Pictures appear in the records below; write out everything else exactly.

=== PROVIDED DATA ===

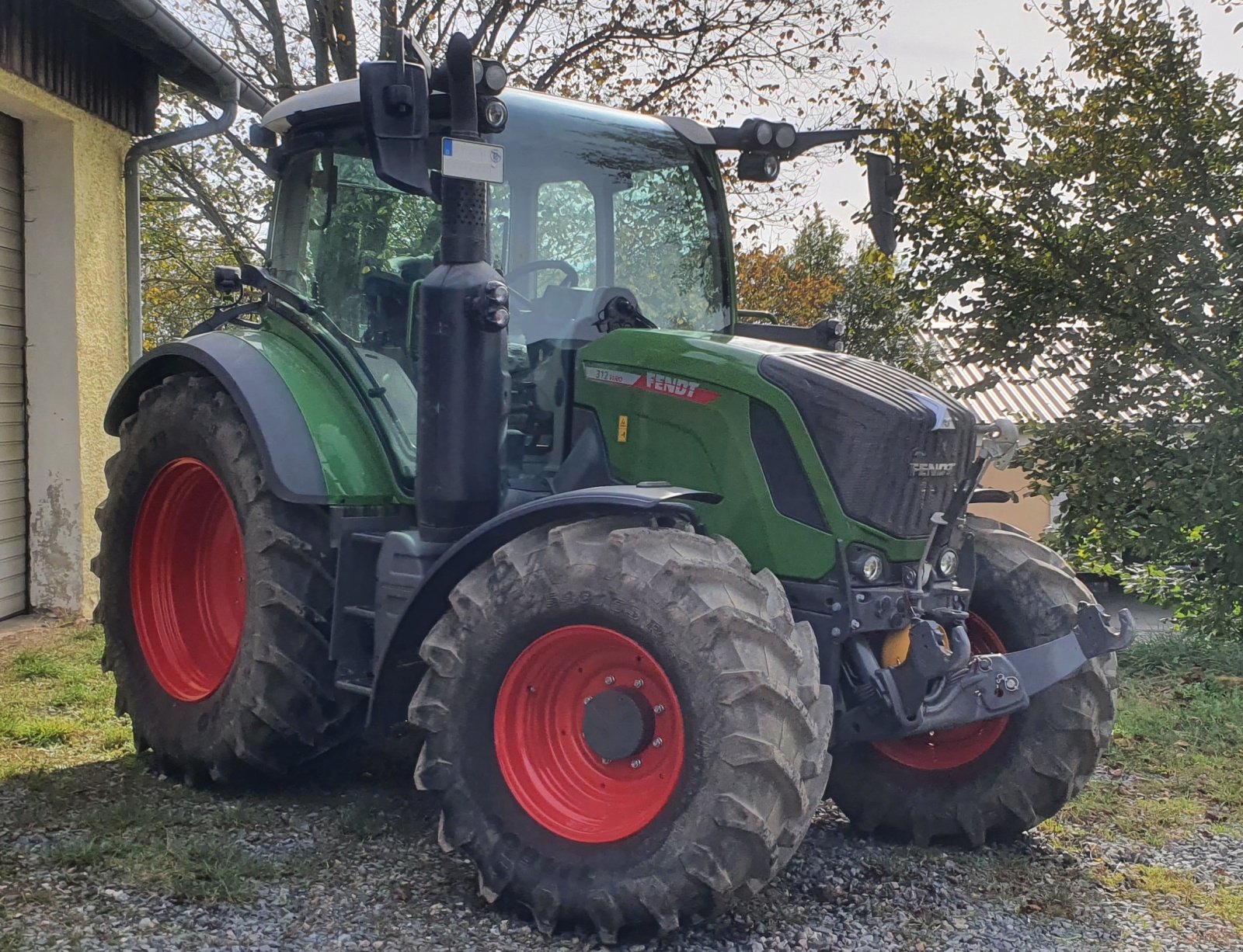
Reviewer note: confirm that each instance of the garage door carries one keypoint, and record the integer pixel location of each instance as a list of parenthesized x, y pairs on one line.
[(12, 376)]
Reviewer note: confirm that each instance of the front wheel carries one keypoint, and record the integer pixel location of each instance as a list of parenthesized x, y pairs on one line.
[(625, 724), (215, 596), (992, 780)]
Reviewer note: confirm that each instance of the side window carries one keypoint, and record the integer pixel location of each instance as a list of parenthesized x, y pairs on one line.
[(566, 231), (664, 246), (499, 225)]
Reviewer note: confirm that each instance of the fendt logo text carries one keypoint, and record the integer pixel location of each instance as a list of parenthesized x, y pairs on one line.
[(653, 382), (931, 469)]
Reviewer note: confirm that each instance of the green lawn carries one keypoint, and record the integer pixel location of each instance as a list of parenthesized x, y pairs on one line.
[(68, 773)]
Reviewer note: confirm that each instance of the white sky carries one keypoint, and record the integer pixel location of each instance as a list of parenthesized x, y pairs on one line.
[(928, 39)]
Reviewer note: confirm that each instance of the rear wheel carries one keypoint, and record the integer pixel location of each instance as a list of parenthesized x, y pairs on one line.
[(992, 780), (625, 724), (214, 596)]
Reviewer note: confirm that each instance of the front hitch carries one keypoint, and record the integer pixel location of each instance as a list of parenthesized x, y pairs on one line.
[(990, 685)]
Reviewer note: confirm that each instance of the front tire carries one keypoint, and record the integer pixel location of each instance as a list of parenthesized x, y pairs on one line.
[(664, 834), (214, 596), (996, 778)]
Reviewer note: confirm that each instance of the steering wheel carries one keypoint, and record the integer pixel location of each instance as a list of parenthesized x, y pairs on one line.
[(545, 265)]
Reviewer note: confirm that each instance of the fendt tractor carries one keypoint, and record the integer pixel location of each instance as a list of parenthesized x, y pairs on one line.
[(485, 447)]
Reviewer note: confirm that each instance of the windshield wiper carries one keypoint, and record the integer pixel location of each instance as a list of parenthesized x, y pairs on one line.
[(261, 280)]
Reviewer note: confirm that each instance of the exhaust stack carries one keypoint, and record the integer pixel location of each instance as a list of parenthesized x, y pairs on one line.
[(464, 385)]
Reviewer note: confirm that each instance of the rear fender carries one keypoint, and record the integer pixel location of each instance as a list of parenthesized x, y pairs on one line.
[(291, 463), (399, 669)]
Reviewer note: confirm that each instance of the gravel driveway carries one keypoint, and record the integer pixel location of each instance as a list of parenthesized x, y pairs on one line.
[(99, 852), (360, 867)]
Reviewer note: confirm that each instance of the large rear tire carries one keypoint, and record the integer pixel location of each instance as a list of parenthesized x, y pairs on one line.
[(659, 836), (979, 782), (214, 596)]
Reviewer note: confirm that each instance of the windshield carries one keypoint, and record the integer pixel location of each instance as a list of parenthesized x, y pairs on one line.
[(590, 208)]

===

◆ **ANSWER TO THE PROBLEM**
Reviewer note: confirm that each instance of the garage door carries one keypoint, and record the integer pixel location of each instance as a list of parenthesized x, y pairs on one line.
[(12, 376)]
Reviewer note: confirm that each instance of the front wheel carries one keypoint, and record the integer pixel location of each instance as a list of parenthesized x, y pairs on one line.
[(625, 724), (215, 596), (992, 780)]
Reviewer note: confirm that each instance of the side window carries one keypoint, and record the integer pixel location of each instance as a list of parenthesized x, y pairs on one line.
[(566, 231), (664, 246), (499, 225)]
Reviewer note: confirm that each instance of the fendt logo text carries one keypoint, and record the integer pixel location of each instance as a list of parenthesized x, y pairs on one line.
[(653, 382), (931, 469)]
Reviewer note: confirm that each instance of the green lawn carries one keypoint, and record the integer pixel location of each instance as a list of parenthesized x, y pairs on one line.
[(68, 773)]
Reviewer note: confirm that each instance of the white sky carries one keypoint, and record the integer pixel location of each instance as a list of parenthesized x, y pairs on one line.
[(928, 39)]
Reviewer note: confirm that each instance of the rear wheel carries one keypoint, and record the integer pixel location of each instance as a list of parenthesized x, y pairs on one line.
[(992, 780), (625, 724), (214, 596)]
Reviewer note: confirm that each instance of the front hitch carries one keypoint, and record the integer pixel location of each instance as a list of parenthesized x, y pairs on one line.
[(990, 685)]
Reviewer note: confirm that each instance of the front tire carries one keypoint, and record the integer pixel location of each instance as a list of parenthesized x, y pairs on one line.
[(664, 834), (214, 596), (996, 778)]
Reviewer note: confirm that each instance of the steering wheel carries one keypoint, and record the integer pixel location of each instance as a list of parenthesized x, y pairs on one line.
[(545, 265)]
Reviewer note: confirm that each instance of the fendt tractor carries one keypoint, and record the integer pixel location of each instance as a list of parenthesized x, y pairs on one line.
[(485, 447)]
Reviewer note: confirm that each instance of the windshield wiper carries one keypoint, and record the integer pixel location of each instance as a list of parenthesized x, y pairs on one line.
[(261, 280)]
Reviewer note: confirm that each instance of the exhaust stack carries one keypoint, and record the integer pixel location of each instance as a list of parenthesized x, y pairs on one line.
[(464, 385)]
Reviewer note: confirm that each instance of the rear fender carries one keypoint, and record the integer pixel location of each instance as a list of parenthesized x, y pairs on one line.
[(291, 463), (399, 669)]
Reviewer note: confirm that each instance of the gravel driveway carries one keypoint, and record the integer pixel location of each instance as a list of parenthesized x, y pairs on one line.
[(99, 852), (360, 867)]
Reviewer note: confirm that each instance of the large rear tire carries one keypoint, and record the integer pixel location of each instance as a list of parenthesized x, y pairs on one line.
[(659, 836), (979, 782), (214, 596)]
Reviewer note: confirm that each instance of the windshield carries one keypoint, and record the integer pixel location of each instance as a list of parenthesized x, y pairs on one line.
[(590, 208)]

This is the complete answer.